[Items from a data source]
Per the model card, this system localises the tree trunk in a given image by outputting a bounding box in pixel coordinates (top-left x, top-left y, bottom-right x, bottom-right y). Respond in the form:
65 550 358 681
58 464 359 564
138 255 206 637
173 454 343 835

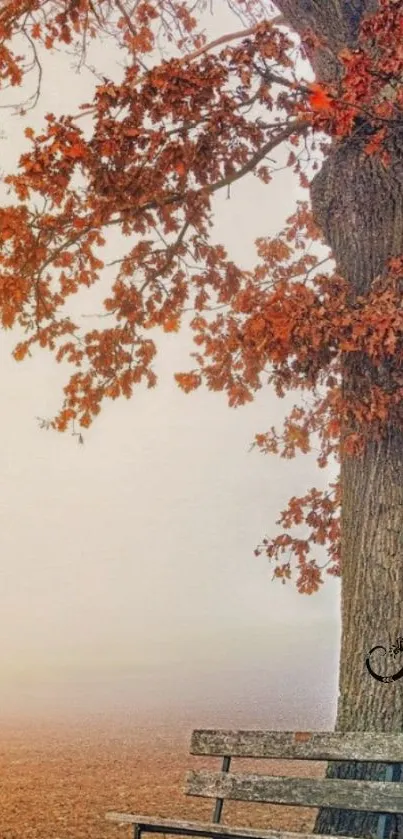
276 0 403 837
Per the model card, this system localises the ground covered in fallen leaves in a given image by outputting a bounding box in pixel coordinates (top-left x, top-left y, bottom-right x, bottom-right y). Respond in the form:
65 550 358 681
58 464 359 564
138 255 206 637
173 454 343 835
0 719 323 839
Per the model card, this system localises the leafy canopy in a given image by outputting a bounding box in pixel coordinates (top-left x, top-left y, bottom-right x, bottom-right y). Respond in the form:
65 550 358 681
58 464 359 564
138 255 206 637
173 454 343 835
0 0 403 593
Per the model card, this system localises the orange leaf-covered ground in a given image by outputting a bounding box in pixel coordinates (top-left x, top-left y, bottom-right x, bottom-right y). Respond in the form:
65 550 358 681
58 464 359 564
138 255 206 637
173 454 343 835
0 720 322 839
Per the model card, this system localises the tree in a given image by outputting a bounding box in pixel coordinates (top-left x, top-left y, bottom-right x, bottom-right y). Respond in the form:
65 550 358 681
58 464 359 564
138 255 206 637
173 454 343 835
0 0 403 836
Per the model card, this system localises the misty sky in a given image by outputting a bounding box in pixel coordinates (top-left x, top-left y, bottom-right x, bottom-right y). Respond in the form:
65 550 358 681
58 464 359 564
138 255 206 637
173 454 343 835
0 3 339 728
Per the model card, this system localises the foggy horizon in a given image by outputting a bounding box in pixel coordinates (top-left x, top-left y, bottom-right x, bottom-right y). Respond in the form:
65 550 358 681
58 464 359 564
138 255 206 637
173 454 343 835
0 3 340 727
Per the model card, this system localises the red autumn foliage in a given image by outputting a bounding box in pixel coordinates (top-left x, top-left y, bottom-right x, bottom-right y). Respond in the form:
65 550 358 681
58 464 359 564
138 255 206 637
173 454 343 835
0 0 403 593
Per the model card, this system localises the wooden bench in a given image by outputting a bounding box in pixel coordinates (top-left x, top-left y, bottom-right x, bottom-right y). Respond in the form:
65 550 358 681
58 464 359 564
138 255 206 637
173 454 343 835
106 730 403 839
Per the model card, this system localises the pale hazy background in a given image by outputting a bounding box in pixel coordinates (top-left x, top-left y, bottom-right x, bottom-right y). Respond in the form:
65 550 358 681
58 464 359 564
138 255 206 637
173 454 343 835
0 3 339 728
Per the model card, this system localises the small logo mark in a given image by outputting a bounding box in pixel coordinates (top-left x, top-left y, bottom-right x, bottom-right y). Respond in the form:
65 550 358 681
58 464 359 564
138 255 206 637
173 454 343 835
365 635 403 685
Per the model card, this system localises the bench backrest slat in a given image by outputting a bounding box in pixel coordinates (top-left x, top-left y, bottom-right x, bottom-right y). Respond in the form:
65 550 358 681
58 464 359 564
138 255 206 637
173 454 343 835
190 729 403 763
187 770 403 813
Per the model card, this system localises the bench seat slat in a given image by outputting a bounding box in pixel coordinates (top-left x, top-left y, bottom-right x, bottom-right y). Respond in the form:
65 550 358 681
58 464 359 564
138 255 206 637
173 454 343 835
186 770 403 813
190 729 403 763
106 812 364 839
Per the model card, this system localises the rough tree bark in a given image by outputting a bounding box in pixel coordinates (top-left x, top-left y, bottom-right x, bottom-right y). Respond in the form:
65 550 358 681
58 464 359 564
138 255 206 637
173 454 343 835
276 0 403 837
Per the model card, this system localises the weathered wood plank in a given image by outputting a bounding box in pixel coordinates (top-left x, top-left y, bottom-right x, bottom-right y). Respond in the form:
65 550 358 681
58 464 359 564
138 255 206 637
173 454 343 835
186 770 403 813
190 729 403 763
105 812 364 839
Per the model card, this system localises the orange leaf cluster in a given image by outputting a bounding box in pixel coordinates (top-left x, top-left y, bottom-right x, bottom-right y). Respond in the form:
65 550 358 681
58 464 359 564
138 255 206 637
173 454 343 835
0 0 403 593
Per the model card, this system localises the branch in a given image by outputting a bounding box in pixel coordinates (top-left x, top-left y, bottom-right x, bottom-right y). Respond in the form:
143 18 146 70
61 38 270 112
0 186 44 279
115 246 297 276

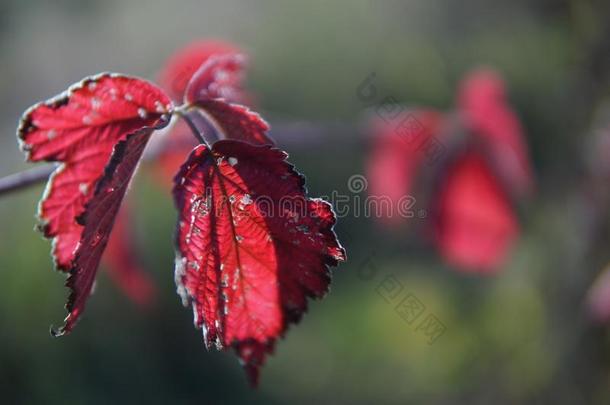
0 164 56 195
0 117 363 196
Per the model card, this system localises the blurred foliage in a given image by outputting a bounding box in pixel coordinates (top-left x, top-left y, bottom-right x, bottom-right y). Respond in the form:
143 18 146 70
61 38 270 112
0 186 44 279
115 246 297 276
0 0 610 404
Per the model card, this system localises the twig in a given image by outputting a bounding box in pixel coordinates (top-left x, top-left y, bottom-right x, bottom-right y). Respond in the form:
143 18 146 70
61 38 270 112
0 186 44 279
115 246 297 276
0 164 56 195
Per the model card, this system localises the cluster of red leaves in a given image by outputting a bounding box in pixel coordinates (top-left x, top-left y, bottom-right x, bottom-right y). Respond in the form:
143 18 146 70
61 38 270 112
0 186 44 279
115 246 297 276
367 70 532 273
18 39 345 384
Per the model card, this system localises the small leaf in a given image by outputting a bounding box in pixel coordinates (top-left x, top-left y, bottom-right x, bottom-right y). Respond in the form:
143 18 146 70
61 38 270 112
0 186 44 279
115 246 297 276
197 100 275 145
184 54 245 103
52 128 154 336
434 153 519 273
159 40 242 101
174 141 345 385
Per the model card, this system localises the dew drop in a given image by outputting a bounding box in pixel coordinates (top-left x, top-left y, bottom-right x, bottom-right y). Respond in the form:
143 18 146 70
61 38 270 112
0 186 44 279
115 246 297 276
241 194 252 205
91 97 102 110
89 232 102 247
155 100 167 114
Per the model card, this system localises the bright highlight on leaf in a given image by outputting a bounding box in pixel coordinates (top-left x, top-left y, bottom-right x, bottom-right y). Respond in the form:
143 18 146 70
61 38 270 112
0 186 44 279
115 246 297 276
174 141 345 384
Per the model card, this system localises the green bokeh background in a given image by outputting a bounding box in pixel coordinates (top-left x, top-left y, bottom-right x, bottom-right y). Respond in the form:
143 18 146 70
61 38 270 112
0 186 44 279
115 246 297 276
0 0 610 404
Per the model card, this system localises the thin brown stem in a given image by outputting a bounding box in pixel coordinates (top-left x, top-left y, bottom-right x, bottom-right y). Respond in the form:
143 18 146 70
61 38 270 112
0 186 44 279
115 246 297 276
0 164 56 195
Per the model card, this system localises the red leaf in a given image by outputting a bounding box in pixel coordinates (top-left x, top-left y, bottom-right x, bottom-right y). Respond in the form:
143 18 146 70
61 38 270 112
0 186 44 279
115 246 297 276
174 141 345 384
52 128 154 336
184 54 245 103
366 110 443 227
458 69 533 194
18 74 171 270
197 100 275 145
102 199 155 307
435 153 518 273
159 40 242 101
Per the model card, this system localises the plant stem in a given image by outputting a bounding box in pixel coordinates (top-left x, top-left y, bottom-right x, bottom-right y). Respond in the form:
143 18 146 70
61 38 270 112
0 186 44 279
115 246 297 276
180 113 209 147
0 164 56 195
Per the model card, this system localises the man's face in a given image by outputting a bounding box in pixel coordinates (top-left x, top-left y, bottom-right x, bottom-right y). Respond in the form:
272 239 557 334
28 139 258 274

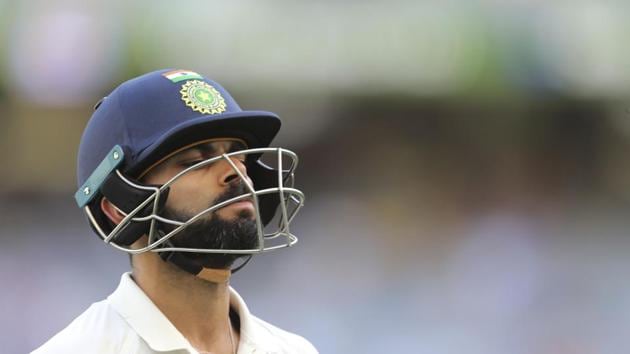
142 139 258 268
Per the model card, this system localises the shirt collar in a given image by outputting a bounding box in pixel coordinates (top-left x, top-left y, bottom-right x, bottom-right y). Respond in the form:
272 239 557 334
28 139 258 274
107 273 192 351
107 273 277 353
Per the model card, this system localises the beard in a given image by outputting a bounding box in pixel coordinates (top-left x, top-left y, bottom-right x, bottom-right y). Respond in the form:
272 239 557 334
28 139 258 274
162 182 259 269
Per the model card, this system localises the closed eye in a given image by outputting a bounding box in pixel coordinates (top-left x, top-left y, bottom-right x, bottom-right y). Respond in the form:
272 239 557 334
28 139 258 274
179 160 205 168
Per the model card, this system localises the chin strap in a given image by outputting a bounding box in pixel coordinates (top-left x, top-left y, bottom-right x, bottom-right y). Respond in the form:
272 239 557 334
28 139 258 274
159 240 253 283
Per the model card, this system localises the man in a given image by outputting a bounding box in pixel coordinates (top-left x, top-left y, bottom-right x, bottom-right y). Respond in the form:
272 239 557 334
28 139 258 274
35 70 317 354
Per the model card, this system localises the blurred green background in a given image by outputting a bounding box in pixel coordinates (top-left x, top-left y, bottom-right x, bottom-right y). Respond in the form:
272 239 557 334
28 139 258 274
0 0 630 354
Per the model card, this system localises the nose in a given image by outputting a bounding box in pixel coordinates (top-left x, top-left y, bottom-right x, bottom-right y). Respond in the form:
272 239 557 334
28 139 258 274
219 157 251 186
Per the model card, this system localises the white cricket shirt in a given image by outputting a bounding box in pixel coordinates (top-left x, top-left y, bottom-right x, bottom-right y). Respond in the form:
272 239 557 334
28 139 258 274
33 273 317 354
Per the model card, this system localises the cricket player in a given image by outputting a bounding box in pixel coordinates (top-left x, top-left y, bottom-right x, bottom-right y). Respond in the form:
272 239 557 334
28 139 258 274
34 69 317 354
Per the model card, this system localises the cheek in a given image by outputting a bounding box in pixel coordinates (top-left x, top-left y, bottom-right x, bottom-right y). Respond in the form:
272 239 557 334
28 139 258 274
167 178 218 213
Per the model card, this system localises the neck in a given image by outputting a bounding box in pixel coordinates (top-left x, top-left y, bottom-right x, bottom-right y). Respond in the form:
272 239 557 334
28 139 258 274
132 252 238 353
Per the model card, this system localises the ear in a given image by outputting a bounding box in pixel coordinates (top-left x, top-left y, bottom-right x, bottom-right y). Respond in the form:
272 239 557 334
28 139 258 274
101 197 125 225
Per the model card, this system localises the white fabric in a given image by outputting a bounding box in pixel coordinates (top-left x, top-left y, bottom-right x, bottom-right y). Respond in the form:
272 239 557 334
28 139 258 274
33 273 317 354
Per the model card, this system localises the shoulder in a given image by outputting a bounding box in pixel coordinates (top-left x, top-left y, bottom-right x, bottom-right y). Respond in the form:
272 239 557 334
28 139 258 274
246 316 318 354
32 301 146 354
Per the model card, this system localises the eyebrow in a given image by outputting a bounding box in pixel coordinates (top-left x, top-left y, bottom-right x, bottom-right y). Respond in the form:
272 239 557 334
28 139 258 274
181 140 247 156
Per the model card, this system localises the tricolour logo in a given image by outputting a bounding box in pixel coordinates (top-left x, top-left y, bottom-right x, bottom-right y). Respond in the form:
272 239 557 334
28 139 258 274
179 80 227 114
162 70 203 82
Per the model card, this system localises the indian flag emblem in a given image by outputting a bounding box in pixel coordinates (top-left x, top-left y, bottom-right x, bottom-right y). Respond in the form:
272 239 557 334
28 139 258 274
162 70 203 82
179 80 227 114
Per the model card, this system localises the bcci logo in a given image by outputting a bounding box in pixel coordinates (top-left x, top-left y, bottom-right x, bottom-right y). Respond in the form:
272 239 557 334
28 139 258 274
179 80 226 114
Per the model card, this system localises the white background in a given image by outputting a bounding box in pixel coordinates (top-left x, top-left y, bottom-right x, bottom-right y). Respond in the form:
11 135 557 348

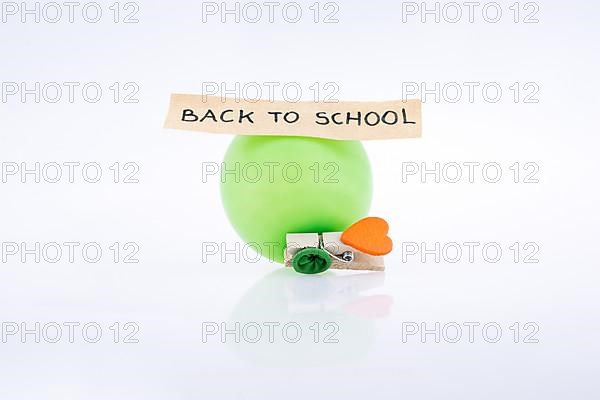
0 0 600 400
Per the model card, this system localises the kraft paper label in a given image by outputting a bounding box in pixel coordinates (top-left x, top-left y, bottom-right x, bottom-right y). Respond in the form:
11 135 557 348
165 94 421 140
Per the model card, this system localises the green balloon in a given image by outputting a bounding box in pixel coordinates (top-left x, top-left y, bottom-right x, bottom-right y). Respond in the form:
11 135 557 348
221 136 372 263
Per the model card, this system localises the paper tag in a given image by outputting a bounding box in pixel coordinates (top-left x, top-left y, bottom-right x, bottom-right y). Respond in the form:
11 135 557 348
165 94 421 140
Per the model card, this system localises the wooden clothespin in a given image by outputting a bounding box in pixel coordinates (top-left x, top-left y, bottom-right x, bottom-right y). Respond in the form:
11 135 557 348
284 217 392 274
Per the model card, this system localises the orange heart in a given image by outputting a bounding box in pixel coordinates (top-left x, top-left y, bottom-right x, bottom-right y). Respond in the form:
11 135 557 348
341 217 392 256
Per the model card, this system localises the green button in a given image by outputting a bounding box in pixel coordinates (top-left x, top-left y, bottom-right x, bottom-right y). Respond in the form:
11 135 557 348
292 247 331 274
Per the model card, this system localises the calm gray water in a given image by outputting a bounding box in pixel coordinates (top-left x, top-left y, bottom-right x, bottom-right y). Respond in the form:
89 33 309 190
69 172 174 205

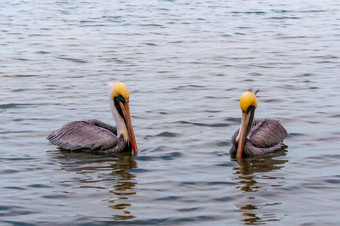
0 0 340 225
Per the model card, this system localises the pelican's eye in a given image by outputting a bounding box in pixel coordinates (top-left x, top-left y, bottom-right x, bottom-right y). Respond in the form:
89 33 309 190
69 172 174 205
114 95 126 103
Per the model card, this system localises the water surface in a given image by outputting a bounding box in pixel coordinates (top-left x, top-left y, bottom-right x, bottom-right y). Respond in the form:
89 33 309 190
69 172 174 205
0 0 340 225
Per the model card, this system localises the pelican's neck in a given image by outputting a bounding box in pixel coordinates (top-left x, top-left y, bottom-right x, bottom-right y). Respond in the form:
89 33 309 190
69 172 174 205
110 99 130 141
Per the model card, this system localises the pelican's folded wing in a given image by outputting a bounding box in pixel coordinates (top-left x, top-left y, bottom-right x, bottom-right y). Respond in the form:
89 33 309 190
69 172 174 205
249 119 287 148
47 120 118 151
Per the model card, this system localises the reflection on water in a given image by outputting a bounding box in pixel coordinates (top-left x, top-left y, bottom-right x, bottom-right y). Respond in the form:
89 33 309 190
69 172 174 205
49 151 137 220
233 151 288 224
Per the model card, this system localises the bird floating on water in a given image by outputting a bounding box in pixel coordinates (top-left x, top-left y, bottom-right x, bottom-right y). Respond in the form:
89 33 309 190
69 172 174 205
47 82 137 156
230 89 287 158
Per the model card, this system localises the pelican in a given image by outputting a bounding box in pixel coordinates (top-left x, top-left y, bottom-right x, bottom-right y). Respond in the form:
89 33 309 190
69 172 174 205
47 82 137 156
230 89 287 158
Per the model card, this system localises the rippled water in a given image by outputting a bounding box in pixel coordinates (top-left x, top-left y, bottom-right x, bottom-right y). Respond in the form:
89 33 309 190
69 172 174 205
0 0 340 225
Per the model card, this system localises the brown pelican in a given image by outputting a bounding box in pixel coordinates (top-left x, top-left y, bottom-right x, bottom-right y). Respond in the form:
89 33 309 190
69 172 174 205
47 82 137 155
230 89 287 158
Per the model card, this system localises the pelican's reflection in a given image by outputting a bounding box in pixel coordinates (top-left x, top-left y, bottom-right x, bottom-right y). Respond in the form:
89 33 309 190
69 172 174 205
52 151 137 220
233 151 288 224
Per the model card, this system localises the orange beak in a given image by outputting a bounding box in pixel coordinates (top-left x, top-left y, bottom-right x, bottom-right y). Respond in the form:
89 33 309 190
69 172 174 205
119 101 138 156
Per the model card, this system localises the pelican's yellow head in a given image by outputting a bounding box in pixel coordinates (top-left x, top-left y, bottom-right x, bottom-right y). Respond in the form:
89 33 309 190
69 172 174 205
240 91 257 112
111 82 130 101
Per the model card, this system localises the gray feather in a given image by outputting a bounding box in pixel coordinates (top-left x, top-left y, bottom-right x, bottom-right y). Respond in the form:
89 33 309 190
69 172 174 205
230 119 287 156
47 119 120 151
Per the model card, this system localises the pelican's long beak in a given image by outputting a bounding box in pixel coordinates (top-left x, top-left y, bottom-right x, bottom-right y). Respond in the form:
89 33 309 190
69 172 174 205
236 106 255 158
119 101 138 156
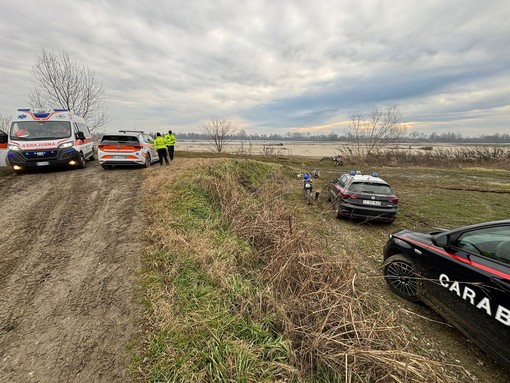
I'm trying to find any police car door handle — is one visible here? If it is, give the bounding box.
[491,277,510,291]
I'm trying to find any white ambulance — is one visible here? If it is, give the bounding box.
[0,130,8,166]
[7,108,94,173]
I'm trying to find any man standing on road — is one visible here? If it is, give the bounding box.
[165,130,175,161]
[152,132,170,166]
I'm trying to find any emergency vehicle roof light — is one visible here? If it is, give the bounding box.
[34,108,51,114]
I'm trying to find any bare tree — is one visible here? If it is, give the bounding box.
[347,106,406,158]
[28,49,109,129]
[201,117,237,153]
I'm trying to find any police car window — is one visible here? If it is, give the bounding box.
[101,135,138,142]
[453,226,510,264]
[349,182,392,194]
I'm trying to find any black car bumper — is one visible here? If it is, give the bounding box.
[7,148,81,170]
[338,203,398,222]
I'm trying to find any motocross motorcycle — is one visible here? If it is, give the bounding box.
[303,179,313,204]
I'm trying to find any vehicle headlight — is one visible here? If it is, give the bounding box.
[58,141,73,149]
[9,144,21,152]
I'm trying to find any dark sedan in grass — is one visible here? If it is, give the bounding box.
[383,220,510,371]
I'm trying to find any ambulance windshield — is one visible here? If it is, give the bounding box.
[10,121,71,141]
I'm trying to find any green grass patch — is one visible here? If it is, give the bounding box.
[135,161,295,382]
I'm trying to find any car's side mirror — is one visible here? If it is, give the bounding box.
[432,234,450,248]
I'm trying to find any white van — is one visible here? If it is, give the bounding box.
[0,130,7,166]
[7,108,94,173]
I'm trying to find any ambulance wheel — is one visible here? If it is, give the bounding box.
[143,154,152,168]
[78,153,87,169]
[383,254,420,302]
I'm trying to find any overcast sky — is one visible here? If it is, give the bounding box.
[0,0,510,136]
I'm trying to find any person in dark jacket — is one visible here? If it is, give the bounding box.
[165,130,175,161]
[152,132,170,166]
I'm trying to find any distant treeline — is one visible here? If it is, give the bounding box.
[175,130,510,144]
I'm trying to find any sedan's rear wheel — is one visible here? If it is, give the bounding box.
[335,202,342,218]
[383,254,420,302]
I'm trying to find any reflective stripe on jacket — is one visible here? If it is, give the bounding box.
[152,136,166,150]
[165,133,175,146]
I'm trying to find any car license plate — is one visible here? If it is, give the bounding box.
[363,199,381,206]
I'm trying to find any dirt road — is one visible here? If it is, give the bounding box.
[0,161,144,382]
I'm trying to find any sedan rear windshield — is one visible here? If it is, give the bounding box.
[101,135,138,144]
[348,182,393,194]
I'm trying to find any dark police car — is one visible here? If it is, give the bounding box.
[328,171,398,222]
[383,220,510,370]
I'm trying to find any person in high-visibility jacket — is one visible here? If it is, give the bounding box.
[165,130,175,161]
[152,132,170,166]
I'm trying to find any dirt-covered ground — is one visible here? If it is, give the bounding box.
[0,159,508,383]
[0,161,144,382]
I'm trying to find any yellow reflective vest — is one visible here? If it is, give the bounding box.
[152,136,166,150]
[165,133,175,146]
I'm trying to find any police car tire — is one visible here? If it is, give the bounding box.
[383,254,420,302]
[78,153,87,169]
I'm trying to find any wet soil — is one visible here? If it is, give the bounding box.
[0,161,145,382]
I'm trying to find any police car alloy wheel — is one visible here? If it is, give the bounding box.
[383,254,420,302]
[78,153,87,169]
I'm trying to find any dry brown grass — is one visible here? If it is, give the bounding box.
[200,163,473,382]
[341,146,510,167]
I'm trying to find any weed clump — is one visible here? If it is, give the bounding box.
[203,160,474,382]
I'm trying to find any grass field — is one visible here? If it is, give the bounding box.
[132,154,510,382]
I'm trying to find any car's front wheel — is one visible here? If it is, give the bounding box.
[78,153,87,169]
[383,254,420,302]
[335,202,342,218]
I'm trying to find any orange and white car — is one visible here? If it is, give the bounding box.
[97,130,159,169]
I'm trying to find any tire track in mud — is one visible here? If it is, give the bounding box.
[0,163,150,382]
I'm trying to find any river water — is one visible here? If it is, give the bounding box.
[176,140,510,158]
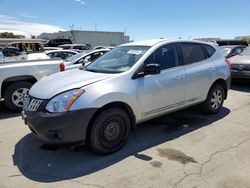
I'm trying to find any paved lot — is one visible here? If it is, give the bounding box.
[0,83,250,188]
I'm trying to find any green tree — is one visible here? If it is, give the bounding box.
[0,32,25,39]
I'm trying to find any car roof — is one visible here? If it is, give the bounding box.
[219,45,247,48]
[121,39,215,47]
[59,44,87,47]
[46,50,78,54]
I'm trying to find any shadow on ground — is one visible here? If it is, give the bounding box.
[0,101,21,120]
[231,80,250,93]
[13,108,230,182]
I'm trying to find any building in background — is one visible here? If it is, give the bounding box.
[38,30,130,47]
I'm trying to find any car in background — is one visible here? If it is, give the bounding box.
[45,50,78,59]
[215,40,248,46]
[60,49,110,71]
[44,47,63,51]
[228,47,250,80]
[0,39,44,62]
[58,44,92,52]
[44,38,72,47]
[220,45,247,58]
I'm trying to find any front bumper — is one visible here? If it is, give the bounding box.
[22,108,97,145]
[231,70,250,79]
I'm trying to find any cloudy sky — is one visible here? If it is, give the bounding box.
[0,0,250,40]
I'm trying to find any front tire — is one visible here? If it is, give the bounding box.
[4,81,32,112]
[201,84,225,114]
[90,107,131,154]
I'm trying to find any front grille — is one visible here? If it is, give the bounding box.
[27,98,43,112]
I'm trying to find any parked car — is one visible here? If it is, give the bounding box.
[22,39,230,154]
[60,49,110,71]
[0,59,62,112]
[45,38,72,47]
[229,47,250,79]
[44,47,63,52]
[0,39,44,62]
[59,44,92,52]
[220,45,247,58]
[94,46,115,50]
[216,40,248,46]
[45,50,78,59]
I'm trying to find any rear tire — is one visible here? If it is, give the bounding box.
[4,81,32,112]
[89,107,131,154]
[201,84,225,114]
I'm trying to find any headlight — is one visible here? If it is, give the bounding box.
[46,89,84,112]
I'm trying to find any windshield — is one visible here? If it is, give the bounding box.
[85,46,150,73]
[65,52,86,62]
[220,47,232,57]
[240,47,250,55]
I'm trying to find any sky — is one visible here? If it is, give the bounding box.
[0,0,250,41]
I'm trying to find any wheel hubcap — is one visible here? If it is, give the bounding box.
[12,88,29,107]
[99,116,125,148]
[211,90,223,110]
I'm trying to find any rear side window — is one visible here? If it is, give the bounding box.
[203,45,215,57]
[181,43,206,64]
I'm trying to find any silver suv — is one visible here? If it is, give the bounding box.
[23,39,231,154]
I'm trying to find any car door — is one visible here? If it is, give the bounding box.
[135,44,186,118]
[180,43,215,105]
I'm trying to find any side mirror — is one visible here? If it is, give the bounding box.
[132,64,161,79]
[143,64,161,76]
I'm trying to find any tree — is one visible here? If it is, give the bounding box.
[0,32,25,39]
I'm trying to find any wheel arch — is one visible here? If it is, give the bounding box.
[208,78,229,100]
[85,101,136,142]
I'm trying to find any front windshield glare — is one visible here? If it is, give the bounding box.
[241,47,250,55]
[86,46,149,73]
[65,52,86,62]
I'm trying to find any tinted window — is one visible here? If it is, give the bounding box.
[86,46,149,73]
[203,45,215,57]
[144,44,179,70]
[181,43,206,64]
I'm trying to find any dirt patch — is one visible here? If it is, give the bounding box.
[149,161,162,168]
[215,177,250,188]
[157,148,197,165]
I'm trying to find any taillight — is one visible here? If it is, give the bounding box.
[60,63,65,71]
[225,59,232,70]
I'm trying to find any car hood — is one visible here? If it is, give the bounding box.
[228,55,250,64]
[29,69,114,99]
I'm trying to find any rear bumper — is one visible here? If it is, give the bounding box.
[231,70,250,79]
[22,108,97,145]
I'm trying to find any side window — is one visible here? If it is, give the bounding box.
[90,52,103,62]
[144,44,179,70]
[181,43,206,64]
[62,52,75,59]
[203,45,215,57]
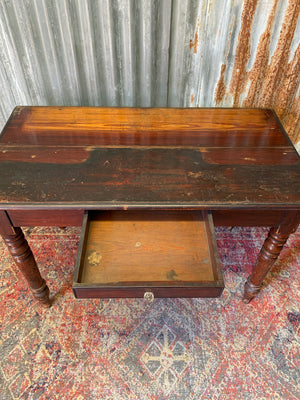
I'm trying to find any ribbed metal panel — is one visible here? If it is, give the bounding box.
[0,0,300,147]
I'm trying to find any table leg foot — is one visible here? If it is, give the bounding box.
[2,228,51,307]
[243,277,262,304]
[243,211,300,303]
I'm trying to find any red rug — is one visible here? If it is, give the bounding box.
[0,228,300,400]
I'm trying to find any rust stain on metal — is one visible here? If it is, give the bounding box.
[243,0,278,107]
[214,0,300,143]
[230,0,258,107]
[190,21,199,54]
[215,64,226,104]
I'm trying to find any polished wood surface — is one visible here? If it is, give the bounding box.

#### WRITTEN TASK
Can you rewrite the records between the lines holding "I'm trying to find any parked" and "[46,89,84,112]", inclusive, substituting "present" for "visible" and leaving everything else unchanged?

#### RESPONSE
I'm trying to find any parked car — is one present here? If it is, give the bounding box.
[22,39,230,154]
[60,49,110,71]
[0,59,62,112]
[45,38,72,47]
[229,47,250,79]
[44,47,63,52]
[0,39,44,62]
[59,44,92,52]
[220,45,247,58]
[94,46,115,50]
[216,40,248,46]
[45,50,78,59]
I'm trying to find any rear tire — is one present here? If it is, give the bounding box.
[4,81,32,112]
[89,107,131,154]
[201,84,225,114]
I'm trying to find any headlight — is one present here? If it is, give the bounding box.
[46,89,84,112]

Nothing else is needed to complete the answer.